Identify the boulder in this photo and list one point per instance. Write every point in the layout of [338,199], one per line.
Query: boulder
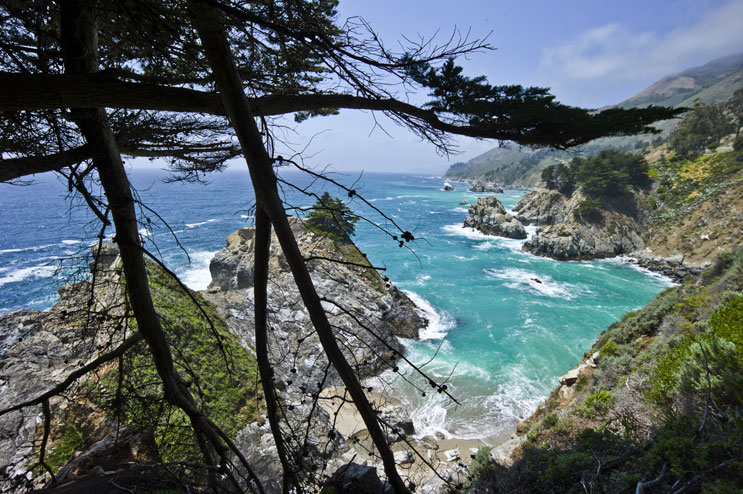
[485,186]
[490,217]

---

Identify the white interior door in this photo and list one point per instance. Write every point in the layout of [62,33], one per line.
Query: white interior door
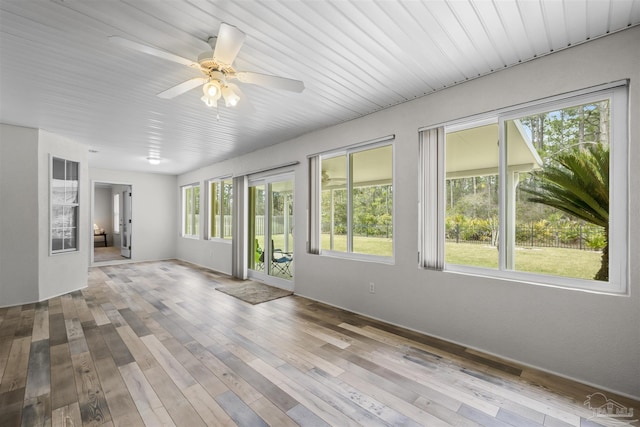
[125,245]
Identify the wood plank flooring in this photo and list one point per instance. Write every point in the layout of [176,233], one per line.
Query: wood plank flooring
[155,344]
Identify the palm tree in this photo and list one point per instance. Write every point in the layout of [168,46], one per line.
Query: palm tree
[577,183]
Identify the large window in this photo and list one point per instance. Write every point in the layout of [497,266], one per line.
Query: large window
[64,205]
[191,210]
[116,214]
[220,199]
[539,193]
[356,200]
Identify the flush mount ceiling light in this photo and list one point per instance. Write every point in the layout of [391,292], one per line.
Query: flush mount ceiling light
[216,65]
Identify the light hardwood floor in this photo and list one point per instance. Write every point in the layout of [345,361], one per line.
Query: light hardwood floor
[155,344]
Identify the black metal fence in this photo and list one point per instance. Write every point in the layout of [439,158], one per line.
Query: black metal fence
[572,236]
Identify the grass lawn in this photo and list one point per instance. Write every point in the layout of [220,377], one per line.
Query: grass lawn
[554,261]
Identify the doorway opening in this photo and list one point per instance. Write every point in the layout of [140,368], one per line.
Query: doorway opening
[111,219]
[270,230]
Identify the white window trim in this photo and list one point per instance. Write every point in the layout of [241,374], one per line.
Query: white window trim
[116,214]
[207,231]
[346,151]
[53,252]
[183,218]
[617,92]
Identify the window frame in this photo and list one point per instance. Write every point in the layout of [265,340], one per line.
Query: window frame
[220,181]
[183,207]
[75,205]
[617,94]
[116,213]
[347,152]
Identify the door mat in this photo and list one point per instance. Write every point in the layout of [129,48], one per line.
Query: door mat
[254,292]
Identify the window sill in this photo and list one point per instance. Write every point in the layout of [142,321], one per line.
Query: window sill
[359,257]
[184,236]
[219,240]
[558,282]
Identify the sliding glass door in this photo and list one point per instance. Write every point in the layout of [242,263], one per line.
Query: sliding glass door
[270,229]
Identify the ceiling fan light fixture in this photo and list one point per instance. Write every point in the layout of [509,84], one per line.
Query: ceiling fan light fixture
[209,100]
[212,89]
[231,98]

---

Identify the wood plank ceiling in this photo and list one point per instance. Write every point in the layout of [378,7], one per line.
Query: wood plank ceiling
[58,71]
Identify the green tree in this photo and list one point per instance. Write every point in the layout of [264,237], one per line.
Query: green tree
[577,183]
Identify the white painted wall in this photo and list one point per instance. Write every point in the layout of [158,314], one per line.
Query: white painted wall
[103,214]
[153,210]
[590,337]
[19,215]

### WORK TO COMPLETE
What you return must be an exact retyping of the lines above starting at the line with "Query: black metal fence" and ending at the line with "Identify the window frame", and nothing besides.

### ANSWER BELOW
Query: black metal fence
[572,236]
Identify the grass lawn in this photo and list one point per instance. Write every point in the layout of [220,377], one per line.
Query: grass lawn
[554,261]
Identify the doorway opening in this photo and list one point per instance. Write every point in the layout of [140,368], one per line.
Query: doorway opening
[111,219]
[270,230]
Identify the white window trim in this photo and list one point per instance. Write every point in the layout of [241,374], one per line.
Query: white window trim
[116,214]
[207,231]
[346,151]
[53,252]
[183,218]
[617,92]
Identify the window frame in this photo and list one point per instance. Write every point in the layout of [265,340], one per line.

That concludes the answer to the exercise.